• [ASSIGNED TASK]: Repeat the entries verbatim.

[Natural language region descriptions]
=== Section Start ===

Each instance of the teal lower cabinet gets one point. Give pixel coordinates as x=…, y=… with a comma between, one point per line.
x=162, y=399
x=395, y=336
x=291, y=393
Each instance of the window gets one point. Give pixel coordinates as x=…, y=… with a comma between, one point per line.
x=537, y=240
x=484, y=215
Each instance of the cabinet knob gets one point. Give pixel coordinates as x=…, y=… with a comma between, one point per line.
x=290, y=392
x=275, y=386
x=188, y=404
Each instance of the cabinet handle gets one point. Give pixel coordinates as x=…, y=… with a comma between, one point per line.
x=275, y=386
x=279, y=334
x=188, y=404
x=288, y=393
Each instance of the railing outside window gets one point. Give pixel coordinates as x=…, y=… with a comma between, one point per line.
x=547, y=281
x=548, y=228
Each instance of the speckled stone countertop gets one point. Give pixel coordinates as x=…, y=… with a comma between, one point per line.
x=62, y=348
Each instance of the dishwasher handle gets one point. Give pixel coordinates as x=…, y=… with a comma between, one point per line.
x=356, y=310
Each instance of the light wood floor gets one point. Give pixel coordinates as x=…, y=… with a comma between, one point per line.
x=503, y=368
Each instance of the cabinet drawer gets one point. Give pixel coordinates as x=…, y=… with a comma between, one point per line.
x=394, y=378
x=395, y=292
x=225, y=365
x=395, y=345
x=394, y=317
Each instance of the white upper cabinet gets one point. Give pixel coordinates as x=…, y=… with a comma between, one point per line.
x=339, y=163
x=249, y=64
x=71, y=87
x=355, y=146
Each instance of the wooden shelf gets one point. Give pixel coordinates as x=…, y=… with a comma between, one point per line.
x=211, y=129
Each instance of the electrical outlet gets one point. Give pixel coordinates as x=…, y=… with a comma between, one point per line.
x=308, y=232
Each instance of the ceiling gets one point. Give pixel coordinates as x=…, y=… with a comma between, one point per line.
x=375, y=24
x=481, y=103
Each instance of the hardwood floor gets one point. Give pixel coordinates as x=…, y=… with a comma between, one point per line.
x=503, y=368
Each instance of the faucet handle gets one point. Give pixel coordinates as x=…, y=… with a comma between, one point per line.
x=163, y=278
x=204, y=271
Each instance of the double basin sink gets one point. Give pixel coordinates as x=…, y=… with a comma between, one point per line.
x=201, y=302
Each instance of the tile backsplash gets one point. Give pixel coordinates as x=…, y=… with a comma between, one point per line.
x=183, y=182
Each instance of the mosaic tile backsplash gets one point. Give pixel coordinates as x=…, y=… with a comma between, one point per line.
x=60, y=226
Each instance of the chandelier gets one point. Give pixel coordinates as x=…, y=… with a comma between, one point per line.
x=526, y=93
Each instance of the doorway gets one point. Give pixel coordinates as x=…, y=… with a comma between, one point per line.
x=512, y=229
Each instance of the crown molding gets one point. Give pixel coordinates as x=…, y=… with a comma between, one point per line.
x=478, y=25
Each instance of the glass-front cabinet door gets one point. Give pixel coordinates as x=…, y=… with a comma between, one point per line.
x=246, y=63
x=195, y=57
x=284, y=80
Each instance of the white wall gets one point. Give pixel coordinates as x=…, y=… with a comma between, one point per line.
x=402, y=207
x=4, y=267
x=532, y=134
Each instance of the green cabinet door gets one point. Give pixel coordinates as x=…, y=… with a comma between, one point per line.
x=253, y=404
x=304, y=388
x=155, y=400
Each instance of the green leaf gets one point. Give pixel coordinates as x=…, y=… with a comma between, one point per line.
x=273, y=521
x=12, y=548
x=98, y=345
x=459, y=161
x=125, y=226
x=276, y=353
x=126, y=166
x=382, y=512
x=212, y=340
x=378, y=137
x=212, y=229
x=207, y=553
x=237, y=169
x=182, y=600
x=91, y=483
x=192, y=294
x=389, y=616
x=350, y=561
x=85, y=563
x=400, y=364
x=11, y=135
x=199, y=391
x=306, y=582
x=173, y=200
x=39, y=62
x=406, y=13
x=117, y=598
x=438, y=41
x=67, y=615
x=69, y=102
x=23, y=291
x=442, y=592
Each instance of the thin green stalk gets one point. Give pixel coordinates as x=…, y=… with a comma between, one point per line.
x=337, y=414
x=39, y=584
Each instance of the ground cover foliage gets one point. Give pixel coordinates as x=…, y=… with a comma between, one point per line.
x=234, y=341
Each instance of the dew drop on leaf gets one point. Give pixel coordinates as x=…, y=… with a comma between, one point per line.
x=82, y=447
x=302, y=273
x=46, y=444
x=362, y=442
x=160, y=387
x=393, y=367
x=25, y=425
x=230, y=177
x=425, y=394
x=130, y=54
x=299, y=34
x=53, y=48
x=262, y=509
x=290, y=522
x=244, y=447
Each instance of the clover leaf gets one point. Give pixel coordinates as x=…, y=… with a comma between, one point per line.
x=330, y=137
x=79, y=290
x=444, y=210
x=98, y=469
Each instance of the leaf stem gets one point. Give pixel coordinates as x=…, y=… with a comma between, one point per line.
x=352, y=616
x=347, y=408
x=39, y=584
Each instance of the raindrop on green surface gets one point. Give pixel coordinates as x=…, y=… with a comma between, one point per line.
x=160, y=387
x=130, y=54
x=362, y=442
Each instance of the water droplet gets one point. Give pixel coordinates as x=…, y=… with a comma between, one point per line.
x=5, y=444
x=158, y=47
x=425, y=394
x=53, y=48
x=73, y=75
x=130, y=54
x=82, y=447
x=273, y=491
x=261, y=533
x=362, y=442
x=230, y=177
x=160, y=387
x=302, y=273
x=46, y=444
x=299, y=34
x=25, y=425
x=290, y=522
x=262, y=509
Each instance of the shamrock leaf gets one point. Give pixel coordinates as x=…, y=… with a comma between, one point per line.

=== Section End ===

• [TASK RESULT]:
Each instance of the teal lower cabinet gets one point. Give pixel coordinates as x=…, y=… with a comma between, one point per line.
x=162, y=399
x=395, y=336
x=291, y=393
Each instance of the window gets one point. Give pixel coordinates as x=…, y=… with a comma between, one point per line.
x=537, y=240
x=484, y=215
Each instance of the cabinet knob gets one point. Give pixel coordinates as x=…, y=… with a comma between, one point per line.
x=290, y=392
x=275, y=386
x=188, y=404
Each instance of the cabinet handle gets one point. Give pixel coordinates as x=…, y=… with a comma between, one point per line.
x=275, y=386
x=279, y=334
x=188, y=404
x=288, y=393
Each instance of the railing outside window gets one point. Give pixel coordinates as x=…, y=… with a comma between, one point per line.
x=547, y=281
x=548, y=228
Each instance of the speckled stone countertop gets one point. Give pixel coordinates as x=…, y=… with a comma between, one point per line.
x=62, y=348
Each instance of the dishwasher handle gets one point. Give pixel coordinates as x=…, y=… with a comma between, one point per line.
x=356, y=310
Each instance of the light wood floor gets one point. Give pixel coordinates as x=…, y=… with a comma between, one point per line.
x=503, y=368
Each instance of the cabinet drawer gets one point. Give pixel coordinates as x=…, y=… with a comma between, one point per line.
x=394, y=378
x=395, y=292
x=225, y=365
x=395, y=345
x=394, y=317
Each instance of the white upper cabinet gets one point. Give pixel coordinates as x=…, y=… with a comma between, one point per line.
x=339, y=163
x=249, y=64
x=71, y=87
x=355, y=146
Each instance of the wooden shelf gets one point. Give pixel coordinates as x=…, y=… with a comma between, one point per line.
x=211, y=129
Each instance of the electrical outlet gets one point. Give pixel coordinates as x=…, y=… with a comma between, one point per line.
x=308, y=232
Each instance of the ceiling gets one point. Give pixel coordinates as x=…, y=… with a comma between, one point per line.
x=375, y=24
x=481, y=103
Each instance of the hardwood floor gets one point. Give pixel coordinates as x=…, y=… with a comma between, one point per line.
x=503, y=368
Each instance of the faucet handle gets one point. Give pixel coordinates as x=…, y=… with a comma between, one point per line.
x=163, y=278
x=204, y=271
Each instance of the double basin sink gets one point. Give pixel coordinates as x=…, y=… with a comma between, one point per line.
x=201, y=302
Each instance of the tile backsplash gets one point. Give pixel coordinates as x=…, y=… with a comma between, one point per line.
x=183, y=182
Each instance of the mosaic tile backsplash gets one point. Give pixel coordinates as x=…, y=… with a comma between, one point per line.
x=60, y=226
Each instance of the chandelier gets one point. Give pixel coordinates as x=…, y=… with a comma between, one point per line.
x=526, y=93
Each instance of the doorway gets one point. Give pixel coordinates as x=…, y=… with a comma between, one point per line.
x=512, y=229
Each instance of the crown molding gets one point. Give pixel coordinates as x=…, y=… with a comma between, one point per line.
x=478, y=25
Each instance of the glass-front cabinet door gets one point. Give pixel coordinates as x=…, y=… with a comma between, one point per line.
x=246, y=63
x=195, y=57
x=284, y=80
Each instance of the white wall gets one point. Give pixel coordinates as x=…, y=… with a comma between, one point per line.
x=402, y=207
x=4, y=267
x=532, y=134
Each instance of the green cabinet door gets one point. Give pixel coordinates as x=…, y=… with a comma between, one point per line.
x=253, y=404
x=304, y=388
x=155, y=400
Each instance of the green leaf gets one point. Give pixel coordinates as x=…, y=… with a comma between, one point per line.
x=273, y=521
x=12, y=548
x=98, y=345
x=459, y=161
x=125, y=226
x=276, y=353
x=126, y=166
x=382, y=512
x=212, y=340
x=378, y=137
x=212, y=229
x=207, y=553
x=237, y=169
x=182, y=600
x=91, y=483
x=192, y=294
x=389, y=616
x=350, y=561
x=85, y=563
x=400, y=364
x=11, y=135
x=199, y=391
x=306, y=582
x=173, y=200
x=39, y=62
x=406, y=13
x=117, y=598
x=438, y=41
x=67, y=615
x=69, y=102
x=23, y=291
x=442, y=592
Each instance of the thin green stalk gets one point. Give pixel coordinates as x=…, y=… with a comma between, one point per line.
x=337, y=414
x=39, y=584
Each instance of the ground cover foliage gets one point. Give pixel coordinates as x=…, y=… with a comma between, one point per line.
x=234, y=341
Each instance of the dew drop on leaf gets one point. Give pixel coordinates as x=…, y=… with a comma between, one point per line.
x=82, y=447
x=302, y=273
x=46, y=444
x=362, y=442
x=160, y=387
x=393, y=367
x=25, y=425
x=230, y=177
x=425, y=394
x=130, y=54
x=299, y=34
x=53, y=48
x=262, y=509
x=290, y=522
x=244, y=447
Each instance of the clover leaf gets one point. Give pixel coordinates as x=…, y=… with a comma between, one point per line.
x=330, y=137
x=79, y=290
x=444, y=210
x=98, y=469
Each instance of the leaf stem gets one point. Give pixel coordinates as x=…, y=… with a comma between, one point per line.
x=352, y=616
x=347, y=408
x=39, y=584
Each instance of the raindrop on green surface gets one point. Give pixel coordinates as x=…, y=… with a comma between, one point per line.
x=160, y=387
x=130, y=54
x=362, y=442
Each instance of the water droplet gets one point. Give pixel coordinates as x=…, y=… with a comma between, one point per line.
x=5, y=444
x=158, y=47
x=425, y=394
x=53, y=48
x=73, y=75
x=130, y=54
x=82, y=447
x=273, y=491
x=261, y=533
x=362, y=442
x=230, y=177
x=160, y=387
x=302, y=273
x=46, y=444
x=299, y=34
x=25, y=425
x=290, y=522
x=262, y=509
Each instance of the shamrock leaf gets one point. Give pixel coordinates as x=…, y=… with a comma between, one point per line.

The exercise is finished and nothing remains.